**What to work on**
Carry on the essay below about how people are judged for their body size, starting right after its final sentence.

There seemed a strange dichotomy for those finding themselves at opposite ends of the size spectrum at that time, that appeared to intensify with age. Whilst my petite and diminutive friend became cute or sweet, as the years progressed, I seemed to become larger and less popular. There appeared a charity to those of frugal growth that wasn’t apparent for those of us in excess.
I am not saying that individuals who linger below the average size are not judged in any way, and I will acknowledge that the way everyone looks is considered and appraised at some point, but still it would seem that largess is the target of as much social intolerance as any physical characteristic. Whilst there has been a strong move against discrimination on the basis of hereditary, religion, or conjugal preference. Leaving only aged relatives too many sherries into the latest family reunion to offer unwelcome thoughts on such things. It would appear that we are all able to discuss publicly whether those of above average size should pay more for transport, clothes and health care.
We can discuss our misfortune on having to sit next to them in the cramp confines of public transport and still receive sympathy from those around us. We can openly offer advice to those who, we think, should want to change their physique to fit in with our belief of how it should be, and we are free to discuss, in the press and in public, how we should target efforts to reduce larger members of society at all ages. We can even publish endless stories about the physiques of celebrities, whether revered or ridiculed and people will still read the articles with surprising interest. No doubt discussing them with friends.

**Data**
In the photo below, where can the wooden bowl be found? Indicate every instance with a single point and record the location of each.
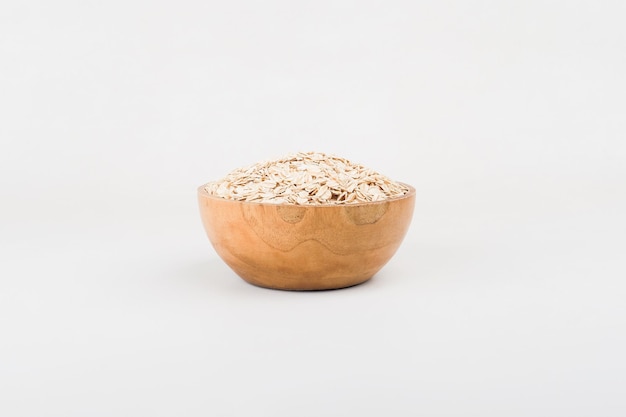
(297, 247)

**Answer to this problem**
It seems unlikely that there will be any growing movement to reverse this prejudice. So, we can either succumb to society’s pressures and lose weight, or we can persist resolutely with the way we act, look and feel, rejecting bigotry as a form of influence. Some would say we could take advantage of such prejudice. No one is as revered as those who have lost the weight everyone thought they should. More celebrated are those who have slimmed, than those who never needed to. So now is an opportunity for us to become the adored child, the social leader, or the shining example. Although we might not have known it at the time, our weight gain could merely be setting us up for the chance of future glory. It may be the foundations for a popularity we never thought we would experience.
Perhaps though, rather than change ourselves in a bid to fit in, we should change society’s view on those of us who are carrying a few extra pounds. After all, we could expect most of the population to be on the larger side in a few decades, leaving us to bide our time until we have sufficient social support from similarly sized individuals to turn the weight of public opinion against the more judgemental. After all, isn’t it time we started sitting next to people based on what they bring to the party, rather than how much space we think they’re going to take up?